+++ Material provided

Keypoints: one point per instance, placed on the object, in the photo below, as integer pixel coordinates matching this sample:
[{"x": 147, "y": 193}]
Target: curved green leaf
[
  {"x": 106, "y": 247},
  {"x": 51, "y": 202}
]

++++++

_Brief_: Switch "green" to "yellow" everywhere in the data and write out all the lines again, leaving everything else as it was.

_The completed task_:
Keypoints: one point per instance, placed on the object, in the photo below, as integer pixel coordinates matching this sample:
[{"x": 147, "y": 193}]
Target: curved yellow leaf
[
  {"x": 106, "y": 247},
  {"x": 51, "y": 202}
]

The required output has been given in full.